What is being asked: The records that follow are to be repeated exactly, with the pictures removed.
───── The records
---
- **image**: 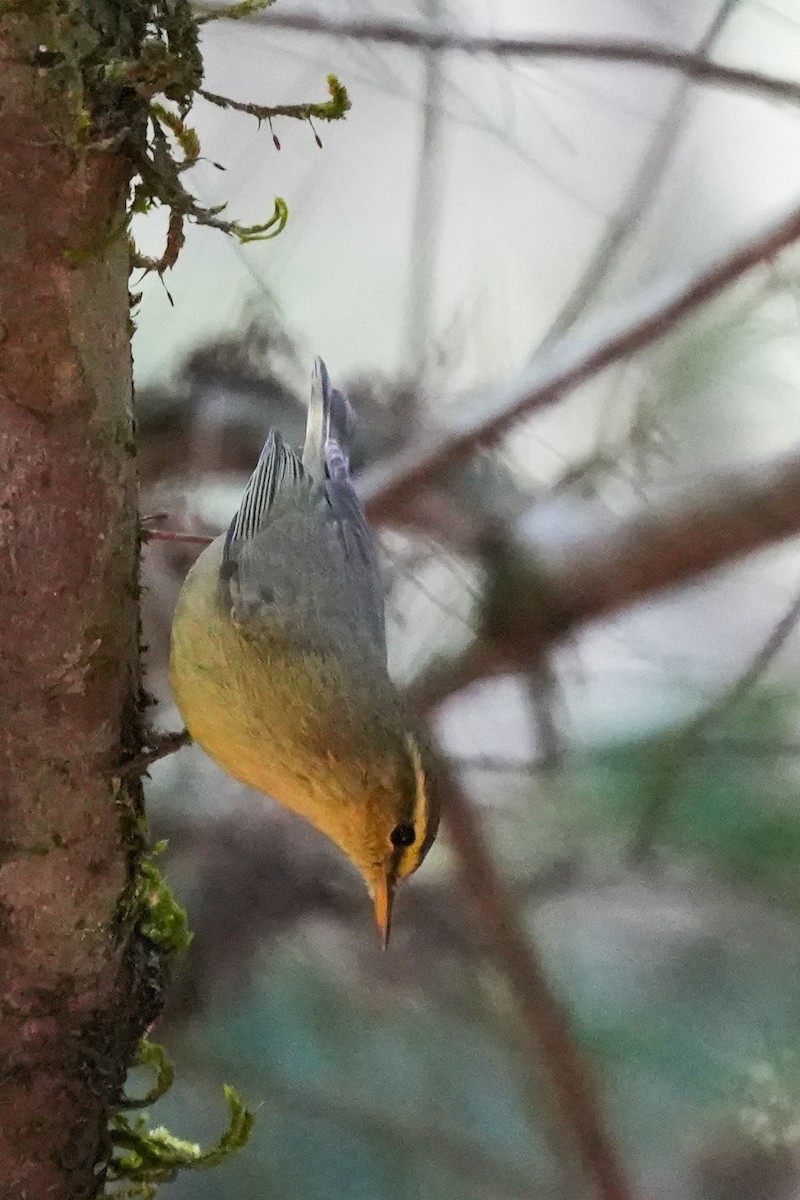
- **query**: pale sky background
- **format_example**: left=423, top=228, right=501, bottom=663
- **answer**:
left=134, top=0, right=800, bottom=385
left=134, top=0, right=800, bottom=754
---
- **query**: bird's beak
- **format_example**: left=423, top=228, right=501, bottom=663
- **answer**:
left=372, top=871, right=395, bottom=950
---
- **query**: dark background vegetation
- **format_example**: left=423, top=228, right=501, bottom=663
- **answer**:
──────────
Answer for the task:
---
- **image**: 
- **query**: pale sky background
- **format_example**: left=423, top=228, right=501, bottom=663
- **answer**:
left=134, top=0, right=800, bottom=385
left=134, top=0, right=800, bottom=754
---
- **query**: bird's beak
- **format_example**: left=423, top=228, right=501, bottom=663
- **answer**:
left=372, top=871, right=395, bottom=950
---
- **query**: dark background vegetation
- **format_example**: left=423, top=228, right=501, bottom=663
- **answer**:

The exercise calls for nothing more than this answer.